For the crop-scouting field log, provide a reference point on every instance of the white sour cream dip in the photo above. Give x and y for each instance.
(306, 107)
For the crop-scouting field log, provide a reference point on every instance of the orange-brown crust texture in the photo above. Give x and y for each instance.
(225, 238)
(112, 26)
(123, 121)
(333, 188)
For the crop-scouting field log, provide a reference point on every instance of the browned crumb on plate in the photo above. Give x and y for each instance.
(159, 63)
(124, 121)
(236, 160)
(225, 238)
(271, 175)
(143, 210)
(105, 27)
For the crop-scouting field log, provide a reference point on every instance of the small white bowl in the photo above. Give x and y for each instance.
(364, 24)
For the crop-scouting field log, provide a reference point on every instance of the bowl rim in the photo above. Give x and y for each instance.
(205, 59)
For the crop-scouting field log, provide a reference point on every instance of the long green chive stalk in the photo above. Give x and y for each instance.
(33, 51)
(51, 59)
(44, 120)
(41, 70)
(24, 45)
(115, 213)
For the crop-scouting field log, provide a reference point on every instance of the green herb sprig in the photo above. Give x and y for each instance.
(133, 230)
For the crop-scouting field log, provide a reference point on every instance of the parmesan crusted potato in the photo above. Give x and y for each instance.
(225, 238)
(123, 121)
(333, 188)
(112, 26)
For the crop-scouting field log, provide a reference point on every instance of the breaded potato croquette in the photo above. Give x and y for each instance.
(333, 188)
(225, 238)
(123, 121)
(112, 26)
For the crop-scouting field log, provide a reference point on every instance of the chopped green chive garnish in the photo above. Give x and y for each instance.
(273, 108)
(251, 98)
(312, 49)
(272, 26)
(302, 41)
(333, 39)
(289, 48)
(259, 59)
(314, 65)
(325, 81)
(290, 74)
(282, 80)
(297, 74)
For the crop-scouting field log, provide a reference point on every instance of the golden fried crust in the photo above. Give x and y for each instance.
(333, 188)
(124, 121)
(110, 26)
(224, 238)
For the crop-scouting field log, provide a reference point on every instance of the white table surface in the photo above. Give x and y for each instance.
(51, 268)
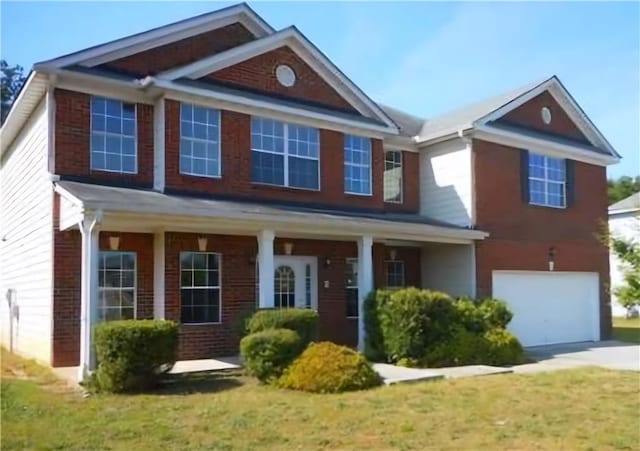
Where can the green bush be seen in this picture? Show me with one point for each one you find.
(374, 304)
(133, 354)
(267, 353)
(329, 368)
(412, 320)
(302, 321)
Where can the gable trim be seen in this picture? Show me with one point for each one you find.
(566, 102)
(140, 42)
(292, 38)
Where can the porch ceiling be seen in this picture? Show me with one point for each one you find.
(128, 209)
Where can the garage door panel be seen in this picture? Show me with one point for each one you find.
(550, 307)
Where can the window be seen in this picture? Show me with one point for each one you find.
(199, 287)
(351, 286)
(284, 289)
(113, 135)
(285, 154)
(199, 141)
(357, 165)
(393, 176)
(116, 286)
(395, 273)
(547, 181)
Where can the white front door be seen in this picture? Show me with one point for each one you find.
(295, 282)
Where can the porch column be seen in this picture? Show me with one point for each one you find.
(365, 281)
(265, 268)
(89, 229)
(158, 275)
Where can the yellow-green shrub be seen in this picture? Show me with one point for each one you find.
(329, 368)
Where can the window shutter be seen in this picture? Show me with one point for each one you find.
(570, 182)
(524, 175)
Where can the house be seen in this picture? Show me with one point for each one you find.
(198, 170)
(624, 223)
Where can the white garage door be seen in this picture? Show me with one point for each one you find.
(550, 307)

EXERCISE DETAILS — All of the entries above need to be repeated exactly, minus the pictures.

WRITTEN ANSWER —
For the crop-scouting field log, provide a reference point on every instance of the white sour cream dip in the photo above. Give x and y for each instance.
(306, 107)
For the crop-scouting field log, provide a reference point on every instance of the orange-brown crust texture in the photo above. Give x and y for each instance.
(225, 238)
(112, 26)
(123, 121)
(333, 188)
For the crop-scouting field log, provide a reference point on every instance of the browned crumb on plate in the photo above. Give x and y for each instance.
(159, 63)
(124, 121)
(236, 160)
(225, 238)
(271, 175)
(143, 210)
(105, 27)
For the crop-scouting field log, provide a reference point on every instance of the small white bowl in the photo above. Give x and y for each instance.
(364, 24)
For the crop-scouting field log, provide a reference point on every instance of the bowl rim in the photo above. Give x and y for each instance.
(205, 59)
For the crop-scouting field log, provide a reference point on every instance of the long green chive stalk in the photo above. Give x and y for each instance.
(33, 51)
(51, 59)
(44, 120)
(41, 70)
(24, 45)
(115, 213)
For the crop-scouting field log, provide a reference point on every instance of the green herb sprig in the photo above. Give x and y for each instance.
(133, 230)
For the crop-scouting field log, provide a reference point on every instance of the parmesan crusted potato in the photo above. Give x and y for each instance.
(225, 238)
(123, 121)
(333, 188)
(112, 26)
For the crop-scouting field log, provide a reference point on every instance of the breaded potato croquette in the photo above. Give x and y for each instance.
(333, 188)
(225, 238)
(123, 121)
(112, 26)
For the crop-scouting field log, provide a reference point on every instance of the chopped green chive garnish in the photo above. Give x and y for each instance.
(273, 108)
(251, 98)
(312, 49)
(272, 26)
(302, 41)
(333, 39)
(289, 48)
(259, 59)
(314, 65)
(325, 81)
(290, 74)
(282, 80)
(297, 74)
For the crop-scouting field log, provide a reference point on every instance of the golden fried crust in the photo above. Give x and y for each instance.
(333, 188)
(124, 121)
(110, 26)
(224, 238)
For the crop-scouting field log, provide a reference point on every instance of the white table surface in the photo above. Give x and y for each instance.
(51, 268)
Where can the green bush be seen in this picture? Show me with one point for each one you find.
(374, 304)
(133, 354)
(267, 353)
(329, 368)
(412, 320)
(302, 321)
Where can the gable trim be seen in this picture? Show me with one point for each one you find.
(566, 102)
(140, 42)
(292, 38)
Where can the porch ceiling be seen in this picture? Show me with one point for each one you find.
(128, 209)
Where can the garage door panel be seen in this picture? Show me with one point for each one you find.
(550, 307)
Where can the window be seen in this picture? Show me with one point for each one you find.
(199, 287)
(351, 286)
(284, 289)
(113, 135)
(285, 154)
(199, 141)
(357, 165)
(393, 176)
(116, 286)
(395, 273)
(547, 181)
Where can the white front door be seen in this picture? Show me with one point for each one you find.
(295, 282)
Where can the porch column be seen in this picture? Show me with one point for each one you find.
(365, 281)
(265, 268)
(89, 229)
(158, 275)
Where can the yellow-green shrub be seen in this picture? Show me with one point for each one you find.
(329, 368)
Where can the window shutter be seen in this picture? Show me with one point for each one you find.
(570, 182)
(524, 175)
Where can the house be seen in this picture? Show me with one point for each one you find.
(198, 170)
(624, 223)
Where can the white garage door be seen in this picture? Show me with one point for each one you find.
(550, 307)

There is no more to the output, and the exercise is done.